Aim of the exercise
From the entries below, extract every line that contains the word "recessed".

Record set
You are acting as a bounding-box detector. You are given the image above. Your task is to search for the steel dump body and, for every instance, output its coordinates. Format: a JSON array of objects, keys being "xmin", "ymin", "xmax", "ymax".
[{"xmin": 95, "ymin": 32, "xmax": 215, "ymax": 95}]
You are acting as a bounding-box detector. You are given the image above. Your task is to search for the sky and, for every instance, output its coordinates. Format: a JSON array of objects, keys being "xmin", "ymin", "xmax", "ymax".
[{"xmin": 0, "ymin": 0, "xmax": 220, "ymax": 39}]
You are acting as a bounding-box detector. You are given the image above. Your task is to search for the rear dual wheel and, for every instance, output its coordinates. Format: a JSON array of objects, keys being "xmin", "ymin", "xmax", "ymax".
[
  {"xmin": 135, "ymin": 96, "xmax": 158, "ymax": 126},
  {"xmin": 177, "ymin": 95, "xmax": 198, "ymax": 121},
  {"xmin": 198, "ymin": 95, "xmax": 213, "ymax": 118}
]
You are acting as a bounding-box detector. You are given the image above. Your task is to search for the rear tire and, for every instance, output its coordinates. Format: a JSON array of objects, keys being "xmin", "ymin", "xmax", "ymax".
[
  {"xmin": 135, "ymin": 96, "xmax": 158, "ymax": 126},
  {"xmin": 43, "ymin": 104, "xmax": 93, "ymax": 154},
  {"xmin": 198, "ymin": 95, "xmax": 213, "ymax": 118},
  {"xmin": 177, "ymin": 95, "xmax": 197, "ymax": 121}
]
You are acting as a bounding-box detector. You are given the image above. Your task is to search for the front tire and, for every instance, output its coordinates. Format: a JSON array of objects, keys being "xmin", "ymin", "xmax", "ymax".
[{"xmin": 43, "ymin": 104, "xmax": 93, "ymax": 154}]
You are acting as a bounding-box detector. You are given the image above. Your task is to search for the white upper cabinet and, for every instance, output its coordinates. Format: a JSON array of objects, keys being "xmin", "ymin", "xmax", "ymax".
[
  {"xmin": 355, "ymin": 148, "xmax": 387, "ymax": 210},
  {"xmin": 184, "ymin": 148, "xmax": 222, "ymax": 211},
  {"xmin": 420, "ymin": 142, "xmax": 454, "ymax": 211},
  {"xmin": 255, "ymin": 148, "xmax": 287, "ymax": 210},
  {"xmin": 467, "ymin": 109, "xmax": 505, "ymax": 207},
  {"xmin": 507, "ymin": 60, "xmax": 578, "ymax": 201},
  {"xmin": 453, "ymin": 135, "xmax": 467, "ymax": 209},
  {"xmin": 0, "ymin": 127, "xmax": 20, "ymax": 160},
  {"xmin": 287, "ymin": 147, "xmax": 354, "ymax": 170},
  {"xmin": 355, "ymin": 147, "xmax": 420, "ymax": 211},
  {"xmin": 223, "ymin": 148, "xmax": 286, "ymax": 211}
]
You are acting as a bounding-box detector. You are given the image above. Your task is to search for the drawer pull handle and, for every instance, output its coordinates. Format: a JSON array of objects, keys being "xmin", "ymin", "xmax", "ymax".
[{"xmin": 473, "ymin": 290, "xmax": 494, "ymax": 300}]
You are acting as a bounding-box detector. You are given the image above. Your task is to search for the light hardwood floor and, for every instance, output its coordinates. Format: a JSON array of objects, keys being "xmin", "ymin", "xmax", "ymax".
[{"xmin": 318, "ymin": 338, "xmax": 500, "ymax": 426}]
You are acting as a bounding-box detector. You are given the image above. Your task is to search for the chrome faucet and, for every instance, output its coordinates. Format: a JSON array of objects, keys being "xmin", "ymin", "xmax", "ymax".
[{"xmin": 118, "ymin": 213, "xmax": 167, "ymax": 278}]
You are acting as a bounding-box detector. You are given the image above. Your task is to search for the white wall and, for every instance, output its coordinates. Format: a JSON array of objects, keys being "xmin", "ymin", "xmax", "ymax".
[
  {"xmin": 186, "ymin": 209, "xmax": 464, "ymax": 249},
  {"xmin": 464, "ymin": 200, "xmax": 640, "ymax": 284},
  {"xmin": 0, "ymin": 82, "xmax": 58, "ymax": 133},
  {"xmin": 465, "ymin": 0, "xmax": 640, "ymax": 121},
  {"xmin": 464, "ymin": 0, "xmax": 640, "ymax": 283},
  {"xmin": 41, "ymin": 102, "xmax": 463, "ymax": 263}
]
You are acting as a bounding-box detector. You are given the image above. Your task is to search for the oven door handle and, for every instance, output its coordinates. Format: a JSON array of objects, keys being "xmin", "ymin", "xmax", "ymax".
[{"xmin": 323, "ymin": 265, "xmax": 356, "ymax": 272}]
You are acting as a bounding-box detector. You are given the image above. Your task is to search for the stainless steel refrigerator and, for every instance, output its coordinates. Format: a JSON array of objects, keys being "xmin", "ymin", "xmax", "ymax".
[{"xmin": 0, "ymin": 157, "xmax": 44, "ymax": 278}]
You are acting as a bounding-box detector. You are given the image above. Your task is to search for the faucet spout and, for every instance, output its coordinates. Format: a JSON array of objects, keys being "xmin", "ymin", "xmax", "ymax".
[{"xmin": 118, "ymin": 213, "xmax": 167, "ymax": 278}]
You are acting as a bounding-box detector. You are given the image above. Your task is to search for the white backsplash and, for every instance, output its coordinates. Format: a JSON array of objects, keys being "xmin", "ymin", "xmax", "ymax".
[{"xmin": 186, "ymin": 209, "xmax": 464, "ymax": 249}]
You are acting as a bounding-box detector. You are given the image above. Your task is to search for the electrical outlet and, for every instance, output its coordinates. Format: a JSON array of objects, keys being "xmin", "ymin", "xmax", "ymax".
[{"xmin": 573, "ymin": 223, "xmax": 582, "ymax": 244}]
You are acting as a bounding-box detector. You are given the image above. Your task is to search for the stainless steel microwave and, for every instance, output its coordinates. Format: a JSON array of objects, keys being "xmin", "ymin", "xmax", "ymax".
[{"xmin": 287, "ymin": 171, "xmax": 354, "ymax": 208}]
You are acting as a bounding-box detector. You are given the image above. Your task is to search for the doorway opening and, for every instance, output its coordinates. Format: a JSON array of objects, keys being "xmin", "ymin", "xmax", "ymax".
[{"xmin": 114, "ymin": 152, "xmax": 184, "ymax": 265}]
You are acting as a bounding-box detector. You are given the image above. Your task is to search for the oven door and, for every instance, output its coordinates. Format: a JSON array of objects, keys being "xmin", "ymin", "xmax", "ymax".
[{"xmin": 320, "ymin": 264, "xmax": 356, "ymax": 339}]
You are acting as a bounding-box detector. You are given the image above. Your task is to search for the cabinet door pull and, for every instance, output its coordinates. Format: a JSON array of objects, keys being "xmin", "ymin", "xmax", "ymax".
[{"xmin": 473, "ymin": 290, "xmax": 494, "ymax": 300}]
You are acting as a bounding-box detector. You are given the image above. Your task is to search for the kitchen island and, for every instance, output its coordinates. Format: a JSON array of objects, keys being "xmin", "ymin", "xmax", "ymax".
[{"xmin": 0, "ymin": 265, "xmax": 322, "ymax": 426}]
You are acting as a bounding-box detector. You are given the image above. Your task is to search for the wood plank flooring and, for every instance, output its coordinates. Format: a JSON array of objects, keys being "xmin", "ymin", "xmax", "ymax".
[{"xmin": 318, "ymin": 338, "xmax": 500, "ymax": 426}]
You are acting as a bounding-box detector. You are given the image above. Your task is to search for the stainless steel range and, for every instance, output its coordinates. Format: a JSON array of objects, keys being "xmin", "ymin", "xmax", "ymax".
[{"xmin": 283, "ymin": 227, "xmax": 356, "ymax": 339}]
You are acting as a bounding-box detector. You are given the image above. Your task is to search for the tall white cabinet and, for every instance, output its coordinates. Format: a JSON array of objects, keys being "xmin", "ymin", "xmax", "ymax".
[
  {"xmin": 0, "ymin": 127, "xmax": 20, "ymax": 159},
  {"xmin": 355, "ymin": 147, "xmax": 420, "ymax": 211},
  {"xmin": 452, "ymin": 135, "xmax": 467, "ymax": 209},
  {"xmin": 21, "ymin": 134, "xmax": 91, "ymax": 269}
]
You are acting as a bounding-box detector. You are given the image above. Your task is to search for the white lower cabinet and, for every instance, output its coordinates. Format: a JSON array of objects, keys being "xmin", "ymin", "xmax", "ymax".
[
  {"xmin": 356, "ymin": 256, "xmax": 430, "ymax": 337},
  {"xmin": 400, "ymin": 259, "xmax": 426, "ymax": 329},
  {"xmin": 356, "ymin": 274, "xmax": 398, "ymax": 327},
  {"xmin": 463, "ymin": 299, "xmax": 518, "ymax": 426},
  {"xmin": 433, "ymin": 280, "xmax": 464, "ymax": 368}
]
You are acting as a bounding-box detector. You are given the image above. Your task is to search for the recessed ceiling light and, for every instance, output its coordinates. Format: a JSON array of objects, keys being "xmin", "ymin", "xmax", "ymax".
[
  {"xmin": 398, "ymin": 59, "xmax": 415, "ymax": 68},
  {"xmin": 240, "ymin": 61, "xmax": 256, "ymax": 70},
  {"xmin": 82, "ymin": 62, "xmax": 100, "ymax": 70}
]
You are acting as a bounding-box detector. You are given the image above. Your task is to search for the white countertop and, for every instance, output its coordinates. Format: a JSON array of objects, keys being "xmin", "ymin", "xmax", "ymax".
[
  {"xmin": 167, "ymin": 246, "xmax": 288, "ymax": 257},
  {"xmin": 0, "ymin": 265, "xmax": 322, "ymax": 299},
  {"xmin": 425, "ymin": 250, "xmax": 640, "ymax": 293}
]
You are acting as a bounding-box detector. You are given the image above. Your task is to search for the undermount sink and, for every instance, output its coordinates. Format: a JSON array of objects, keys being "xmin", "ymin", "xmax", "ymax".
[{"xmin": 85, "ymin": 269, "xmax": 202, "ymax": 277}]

Correct result
You are acting as a bounding-box detector. You are given the image above. Your task is to search for the recessed ceiling light and, for every instance, output its coordinates. Format: a JSON array of objects, keys being "xmin", "ymin", "xmax", "ymax".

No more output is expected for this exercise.